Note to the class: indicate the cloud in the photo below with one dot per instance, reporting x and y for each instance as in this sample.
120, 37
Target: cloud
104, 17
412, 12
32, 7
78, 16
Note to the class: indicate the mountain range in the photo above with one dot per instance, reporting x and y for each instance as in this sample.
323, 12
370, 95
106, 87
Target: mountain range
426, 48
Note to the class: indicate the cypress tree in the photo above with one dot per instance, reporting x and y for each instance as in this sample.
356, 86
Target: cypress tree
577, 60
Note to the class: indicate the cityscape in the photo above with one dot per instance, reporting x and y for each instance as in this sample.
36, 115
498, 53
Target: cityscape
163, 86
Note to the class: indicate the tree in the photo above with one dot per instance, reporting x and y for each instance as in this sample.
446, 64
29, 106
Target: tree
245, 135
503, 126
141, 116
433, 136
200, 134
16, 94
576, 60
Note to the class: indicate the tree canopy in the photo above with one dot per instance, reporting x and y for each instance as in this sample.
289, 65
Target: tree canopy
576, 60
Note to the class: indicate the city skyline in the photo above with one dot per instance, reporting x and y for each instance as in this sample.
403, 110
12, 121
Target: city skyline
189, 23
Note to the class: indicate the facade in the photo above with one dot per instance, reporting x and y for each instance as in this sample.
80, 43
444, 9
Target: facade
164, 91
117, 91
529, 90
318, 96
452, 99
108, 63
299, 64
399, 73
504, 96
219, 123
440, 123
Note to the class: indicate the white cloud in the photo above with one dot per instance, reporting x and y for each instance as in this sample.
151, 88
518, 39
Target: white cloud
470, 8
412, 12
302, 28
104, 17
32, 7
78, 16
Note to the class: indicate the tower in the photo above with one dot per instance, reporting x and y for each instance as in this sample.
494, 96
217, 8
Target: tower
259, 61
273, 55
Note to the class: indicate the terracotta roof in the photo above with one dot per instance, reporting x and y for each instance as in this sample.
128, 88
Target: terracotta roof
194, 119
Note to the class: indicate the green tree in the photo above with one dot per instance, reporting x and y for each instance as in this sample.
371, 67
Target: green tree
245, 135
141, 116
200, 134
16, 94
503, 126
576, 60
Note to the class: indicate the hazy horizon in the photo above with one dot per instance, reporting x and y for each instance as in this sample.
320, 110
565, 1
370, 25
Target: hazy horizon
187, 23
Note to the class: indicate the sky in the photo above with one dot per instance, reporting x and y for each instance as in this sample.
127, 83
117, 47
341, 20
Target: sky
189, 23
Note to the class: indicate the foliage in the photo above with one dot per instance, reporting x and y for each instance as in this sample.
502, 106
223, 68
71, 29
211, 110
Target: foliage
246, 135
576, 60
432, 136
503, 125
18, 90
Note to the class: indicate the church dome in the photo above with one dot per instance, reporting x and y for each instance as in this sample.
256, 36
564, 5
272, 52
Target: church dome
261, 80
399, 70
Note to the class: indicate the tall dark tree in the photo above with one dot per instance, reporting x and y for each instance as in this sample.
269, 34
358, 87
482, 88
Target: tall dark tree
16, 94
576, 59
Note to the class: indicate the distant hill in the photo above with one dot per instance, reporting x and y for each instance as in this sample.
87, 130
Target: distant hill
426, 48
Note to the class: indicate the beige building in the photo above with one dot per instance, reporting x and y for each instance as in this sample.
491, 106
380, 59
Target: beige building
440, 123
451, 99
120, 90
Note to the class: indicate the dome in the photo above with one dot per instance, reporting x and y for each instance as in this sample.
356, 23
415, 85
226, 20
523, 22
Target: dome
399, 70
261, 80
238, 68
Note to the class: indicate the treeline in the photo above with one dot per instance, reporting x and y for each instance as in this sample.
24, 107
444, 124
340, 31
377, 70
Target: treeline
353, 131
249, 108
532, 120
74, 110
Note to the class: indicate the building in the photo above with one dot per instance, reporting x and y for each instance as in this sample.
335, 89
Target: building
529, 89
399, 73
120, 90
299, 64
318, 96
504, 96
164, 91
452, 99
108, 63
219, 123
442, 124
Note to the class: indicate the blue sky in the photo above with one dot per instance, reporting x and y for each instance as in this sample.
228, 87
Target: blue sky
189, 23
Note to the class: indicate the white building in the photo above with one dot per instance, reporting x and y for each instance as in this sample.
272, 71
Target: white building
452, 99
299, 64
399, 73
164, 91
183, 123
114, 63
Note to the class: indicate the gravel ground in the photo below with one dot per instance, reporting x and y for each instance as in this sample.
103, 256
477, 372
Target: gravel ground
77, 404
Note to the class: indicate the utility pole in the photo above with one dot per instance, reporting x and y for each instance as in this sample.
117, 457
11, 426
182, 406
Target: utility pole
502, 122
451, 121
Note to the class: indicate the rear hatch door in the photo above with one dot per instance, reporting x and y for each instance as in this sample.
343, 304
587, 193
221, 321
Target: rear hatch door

++++++++++++++++++++

Task statement
Write out all the records above again, swapping each "one dot per instance" for "a single point per instance" and leaving everything else unchanged.

Correct response
Note to the class: indicate the cloud in the photo below with a single point per instance, reporting x and y for each instance as in this sample.
120, 37
Target: cloud
104, 17
412, 12
32, 7
78, 16
Note to the class: indicate the mountain range in the photo above with a single point per instance, reporting x and y for each instance as in this sample.
323, 12
370, 95
106, 87
Target: mountain range
426, 48
Note to the class: indicate the cypress tree in the photo above with a single point per instance, reporting x and y for each instance as in this sample.
356, 86
Target: cypress tree
577, 60
Note to the class: indicate the cityscape in the photo above with a single point per instance, reporting x and y for each instance as in this sample.
36, 115
498, 53
Target: cityscape
163, 86
Note to the class: indicate the tree in the photo above with a single point per instance, reporting x and y for each instance as in this sample.
446, 64
29, 106
Target: tree
245, 135
503, 126
141, 116
433, 136
200, 134
16, 94
576, 60
Note to the class: indicate the tree canopy in the photo above with a single point per instance, reporting x and y for each instance as in this sample.
289, 65
Target: tree canopy
576, 60
Note to the class: indicate the city skyline in the photo above with a single point per instance, reporting x and y for each instance as in this sample.
403, 110
12, 121
Target: city skyline
189, 23
Note to the class: indicate the facade in the photo above with a single point per instance, reporting x and y for each instance as in this sample.
80, 43
444, 9
Target: facade
164, 91
117, 91
529, 90
318, 96
452, 99
108, 63
299, 64
399, 73
504, 96
219, 123
440, 123
Note to the class: indicate the white cloud in the photo above with a single point per instance, reporting x and y for each instance as in this sample.
151, 88
518, 39
Target: white cloud
470, 8
412, 12
302, 28
104, 17
32, 7
78, 16
Note to the class: indicate the tower in the photo above with a single point per instance, reporting x and y for each instance as in this sample.
494, 96
217, 8
Target: tower
259, 61
273, 55
Note to the class: indicate the terracotta roof in the photo above with a single point per instance, reporting x and y for each instance as in this sample.
128, 88
Target: terracotta roof
194, 119
Note to the class: indicate the green tree in the photo above with a single point per instance, reporting x and y for each instance as in this sample.
371, 67
Target: green tree
245, 135
141, 116
200, 134
16, 94
503, 126
576, 60
Note to the class: indicate the hazy horizon in the photo above with a single point per instance, reporting x and y for each instance as in this sample.
320, 110
565, 1
370, 25
Target: hazy horizon
187, 23
Note to the class: indicate the sky in the photo above with a single point per instance, reporting x and y for each instance as in this sample.
127, 83
117, 47
341, 20
Target: sky
189, 23
Note to the class: indicate the foliage in the photo above with a single point per instance, reporting x and y for each instance as in this sample.
502, 106
223, 68
71, 29
211, 110
Target: foliage
246, 135
576, 60
432, 136
503, 125
18, 90
Note to the class: indicate the church dome in the photo above with a single point per instance, reporting x and y for each instance as in this sample.
256, 36
564, 5
272, 52
Target: church dome
261, 80
399, 70
Note to the class: indicate the tall dark tree in the photo above with a single point per instance, reporting x and y for each instance as in this sample.
269, 34
358, 87
482, 88
Target: tall dark tree
16, 94
576, 59
Note to the class: indicate the distant hill in the photo above with a single point per instance, reporting x and y for each instance as in this sample.
87, 130
Target: distant hill
426, 48
Note to the class: indicate the beige building in the photo above with a single point per instance, reporting x and y for each instance as in this sample.
491, 106
380, 59
Target: beige building
440, 123
451, 99
120, 90
Note to the class: indicate the dome in the photo above with a single point per instance, reporting x and y for each instance as in this sample.
356, 23
415, 85
226, 20
523, 22
Target: dome
399, 70
261, 80
238, 68
Note to the class: indicate the treeline in the photo above with a single point per instance, reporting x and y for each instance as in this sample.
24, 107
444, 124
340, 31
377, 70
Target: treeline
353, 131
249, 108
532, 120
74, 110
Note to the class: indicate the building in the photo above with a single point per instance, reporting x and y for each instance as in this sample.
335, 89
Target: building
529, 89
399, 73
120, 90
299, 64
318, 96
504, 96
164, 91
452, 99
108, 63
219, 123
442, 124
Note to the class: indicate the blue sky in the photo above with a single point per instance, reporting x and y for each instance as in this sample.
228, 87
Target: blue sky
189, 23
Note to the class: indicate the white building in the photo above with a single point per instance, reporting x and y for each instance as in this sample.
272, 71
Target: white building
452, 99
299, 64
399, 73
164, 91
183, 123
114, 63
Note to the class: indicate the gravel ground in the photo below with a single point per instance, reporting x and y for each instance as in this sample.
103, 256
477, 372
Target: gravel ground
77, 404
Note to the class: indicate the utility pole in the photo above with a single point per instance, reporting x and y for each instance as in this sample.
117, 457
11, 426
182, 406
Target: utility pole
502, 122
451, 121
Note to the class: indicate the rear hatch door in the photo above with a single point per instance, reporting x and y for each instance as in this sample.
343, 304
587, 193
221, 321
Target: rear hatch door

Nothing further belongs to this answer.